> [PASSAGE SHOWN]:
= = =
A team of jigsaw enthusiasts will announce today that they have found an object that may be a piece missing from a puzzle they have known to be incomplete since the 1960s. While the team is understandably excited, they remain cautious. “All we can say at this point in time is that it is a puzzle piece,” said a spokesman for the group. “We have not yet been able to confirm that it is from the incomplete jigsaw.”
Further analysis will be necessary before the discovery of the missing piece can be confirmed. If the piece turns out not to be the one that has been missing, then “that’s even more exciting,” according to the spokesman. “It would mean there is a whole other incomplete jigsaw that we didn’t know was there.”
There has been feverish speculation about what the completed jigsaw will look like. A rival team has tried to undermine the excitement by pointing out that we have been in possession of the jigsaw’s box for half a century, and the completed jigsaw is almost certain to look like the picture on the front of the box.
The team are dismissive of such comments. “That doesn’t negate the enormous achievement of the people who worked so hard to find this missing piece,” the spokesman said. “The fact is, we may now be able to complete this jigsaw and move onto the next one. If that isn’t cause for celebration, I don’t know what is.”
As this little vignette demonstrates, we are in the last, desperate gasp of particle physics. The subject has been dominant in science – in terms of access to funding – since the end of the Second World War, when particle accelerators promised to unlock further secrets of the atom and build on the gains of the bomb that won the allies the war. Though our understanding of matter has deepened, that promise has not really been fulfilled. Daniel Sarewitz of Colorado University has declared that the diminishing returns of the subject mean that we are at “the end of the age of physics”.
= = =
> [STUDY MATERIAL]:
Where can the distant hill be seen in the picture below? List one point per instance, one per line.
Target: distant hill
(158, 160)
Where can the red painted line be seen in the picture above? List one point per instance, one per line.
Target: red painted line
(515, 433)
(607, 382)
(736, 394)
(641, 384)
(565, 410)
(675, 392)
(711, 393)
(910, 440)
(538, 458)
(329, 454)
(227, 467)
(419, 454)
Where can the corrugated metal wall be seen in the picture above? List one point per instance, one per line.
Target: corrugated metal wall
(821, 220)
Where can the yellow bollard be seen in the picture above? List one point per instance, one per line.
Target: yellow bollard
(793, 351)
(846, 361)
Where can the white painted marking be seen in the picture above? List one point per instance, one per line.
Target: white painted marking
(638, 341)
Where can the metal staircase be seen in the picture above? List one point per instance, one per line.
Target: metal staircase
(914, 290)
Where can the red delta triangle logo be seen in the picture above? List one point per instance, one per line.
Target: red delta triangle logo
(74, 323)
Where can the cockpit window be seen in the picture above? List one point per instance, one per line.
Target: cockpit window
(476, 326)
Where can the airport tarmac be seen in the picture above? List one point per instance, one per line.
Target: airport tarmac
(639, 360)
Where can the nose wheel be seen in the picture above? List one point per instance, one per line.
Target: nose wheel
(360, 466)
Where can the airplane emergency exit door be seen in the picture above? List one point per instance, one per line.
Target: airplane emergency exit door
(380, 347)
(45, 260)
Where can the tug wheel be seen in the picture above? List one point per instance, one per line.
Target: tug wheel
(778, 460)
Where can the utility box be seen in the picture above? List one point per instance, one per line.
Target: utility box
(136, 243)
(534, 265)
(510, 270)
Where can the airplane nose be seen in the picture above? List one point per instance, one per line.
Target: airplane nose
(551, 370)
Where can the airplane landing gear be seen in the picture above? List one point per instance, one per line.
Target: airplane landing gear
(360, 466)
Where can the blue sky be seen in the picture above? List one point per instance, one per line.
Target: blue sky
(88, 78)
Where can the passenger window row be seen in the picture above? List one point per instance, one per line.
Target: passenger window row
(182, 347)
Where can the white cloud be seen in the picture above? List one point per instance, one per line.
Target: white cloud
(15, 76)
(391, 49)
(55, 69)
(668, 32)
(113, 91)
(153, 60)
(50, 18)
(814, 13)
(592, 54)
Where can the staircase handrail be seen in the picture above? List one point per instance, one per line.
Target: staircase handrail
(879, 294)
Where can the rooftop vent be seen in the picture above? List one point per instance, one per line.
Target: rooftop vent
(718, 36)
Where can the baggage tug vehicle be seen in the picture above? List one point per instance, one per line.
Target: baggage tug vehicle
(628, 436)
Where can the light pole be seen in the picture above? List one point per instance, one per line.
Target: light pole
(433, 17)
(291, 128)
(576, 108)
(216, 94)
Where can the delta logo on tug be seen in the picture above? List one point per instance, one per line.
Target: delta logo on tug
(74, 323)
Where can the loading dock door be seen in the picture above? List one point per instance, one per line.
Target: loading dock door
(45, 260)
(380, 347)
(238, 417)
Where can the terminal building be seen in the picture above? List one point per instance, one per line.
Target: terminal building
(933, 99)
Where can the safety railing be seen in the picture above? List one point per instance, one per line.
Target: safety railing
= = =
> [TASK BRIEF]: Continue the piece on the jigsaw discovery and particle physics with the next part, starting right after its last sentence.

> [ANSWER SECTION]:
Sarewitz has been accused of being “anti-science” because of this viewpoint, but the opposite is true. Today’s hysteria over the Higgs boson – a carbon copy of the Higgsteria whipped up by Cern last summer – is only superficially good for science. In the end, it distracts attention from more pressing, and perhaps more impressive, research. Other announcements today include the discovery that plastic pollution on the northwest coast of America is now as bad as in the notoriously polluted North Sea; that a pregnancy and live birth are possible from frozen ovarian tissue (meaning that a woman’s fertility can be preserved indefinitely); that the genome of an unborn baby can be sequenced using only a blood sample from its mother, opening the way for important tests. All of these can be viewed as just as important as the discovery (or not) of the Higgs boson. But they won’t get anywhere near the attention.
Particle physicists will enjoy the limelight today, and declare that it’s not their fault everyone is so excited. But that’s rather like the British royal family disowning any responsibility for generating excitement about last year’s royal wedding.
And let’s be clear: today’s announcement at Cern – whatever it is – is the scientific equivalent of a royal wedding. It is significant for those involved in the proceedings; cheering, screaming spectators, though, have participated in an enjoyable but irrational frenzy. Meanwhile, on the sidelines, the republicans of science are quietly plotting particle physics’s demise.
America has refused to build any more particle accelerators. It seems unlikely that Europe will see the point of building anything much bigger than the LHC. Genomics, neuroscience, graphene, chemical synthesis and other smaller-scale endeavours will now quietly soak up science’s diminishing pot of money. Physicists working with what are known as quantum critical crystals claim they can do much of what happens in a huge atom-smasher. Enjoy the final moments, the rousing chorus; the era of scientific pomp and circumstance is almost done.